求められること
アルバム『FIXER』を評した文章を、示された最後の文の後から引き取り、その続きを書き継ぐこと。

読む文章
================================

『FIXER』

FIXER(初回限定盤)(DVD付)

FIXER(初回限定盤)(DVD付)

 やっと、腑に落ちました(笑)
 6年4カ月ぶりの新作オリジナル。最初は正直ちょっと違和感があって、前作『DIVADIVAがあまりにカッコいい痛快作だったのでちょっと期待しすぎていたからかも知れないけれど、聴くほどに、“アキナのいま”が最大限に表現された作品に思えてきた。
 オープニング作でタイトル曲「FIXER-WHILE THE WOMAN ARE SLEEPING-」からいきなり英語詞&EDMサウンドで、これは昨年1月発売のシングル「Rojo-Tierra-」サウンドメイクからも容易に想像できた展開なわけだけど、これを安室ちゃんの2番煎じだとか、いや明菜はずっと前から洋楽志向で安室ちゃんこそそのフォロワーだとか、今更グダグダ言うつもりはない。ただひとつ言えるのは、明菜のオリジナルアルバムでのこうしたいわゆる“非・歌謡曲”的な展開は『DIVA』のみならず前前作『DestinationDESTINATIONはじめ、その前からもず〜っと、あったわけで、6年のブランクのあともやっぱり明菜は明菜のやりたいことをしている、それだけの話なのだろうな、なんて思う。

================================

元の抜粋
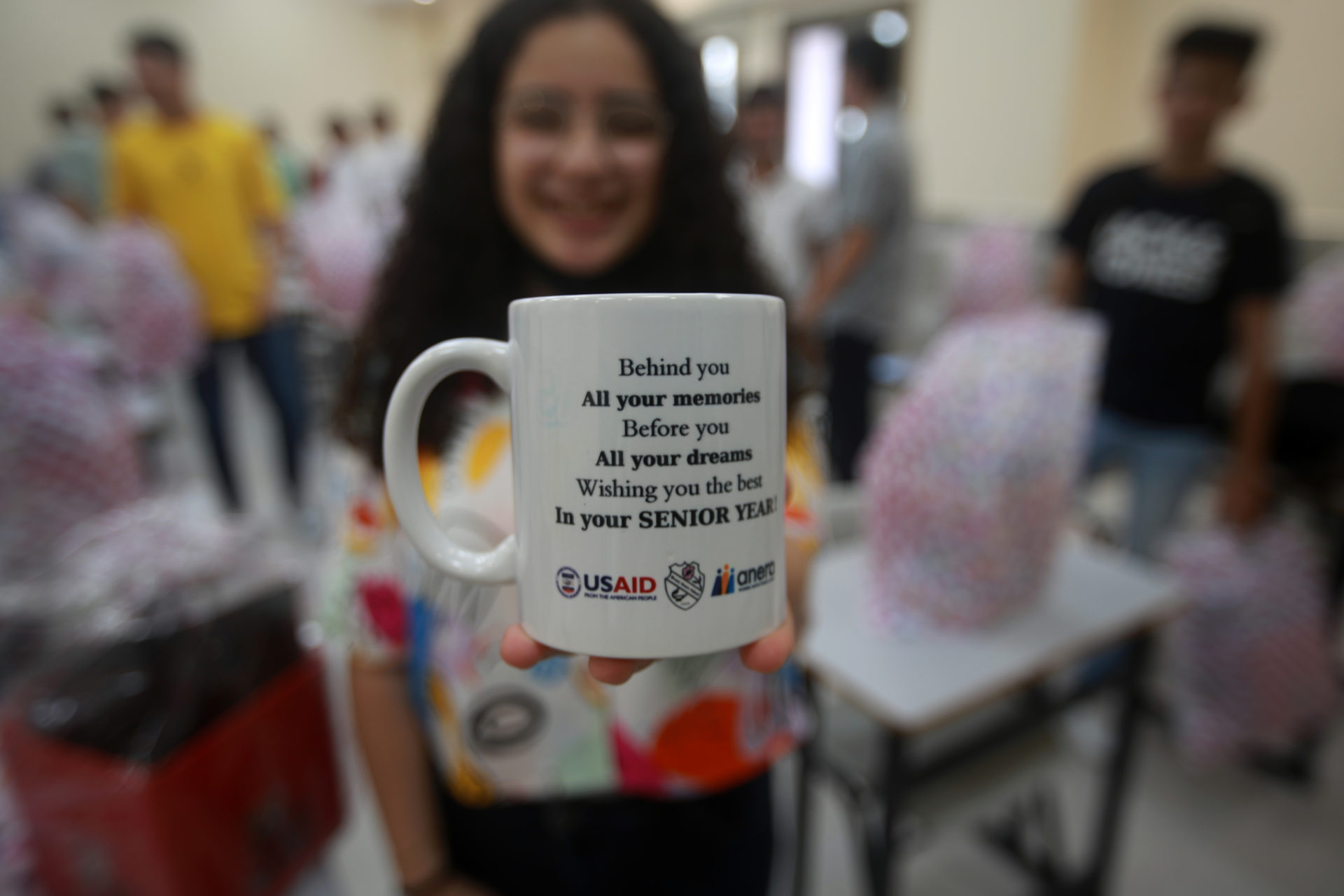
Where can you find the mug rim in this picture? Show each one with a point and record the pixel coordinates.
(638, 298)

================================

出力
 ただね、この新作、前半はそうしたトンがったサウンドで「おっ」と思わせておきながら、中盤5・6曲目に並んでいるシングルカップリング曲「La Vida」「雨月」あたりからはラテンサウンドや低音の“ジットリバラード”といった、“いかにもアキナ”な曲ばかりが登場して、まあ、コアなファンにとっては色々な意味で明菜復活が感じられる嬉しい作品ではあるだろうけど、どうも俺みたいに“聖子のアンチテーゼ”的な存在として明菜を聴いているファンからすると、この作品、全編がニュー・アキナ的印象だった『DIVA』と比べると、前半から後半に行くに従って曲がどんどんフツーになっていくように感じられてちょぴり“クールさが足りない”、そんな風に思えてしまったのよね。。。まあ、それも最初のうちだけで、聴き慣れるにつれて「なんて流れの良い曲順なの!」と逆に感動したりしているのだけどね(と、フォロー 汗)。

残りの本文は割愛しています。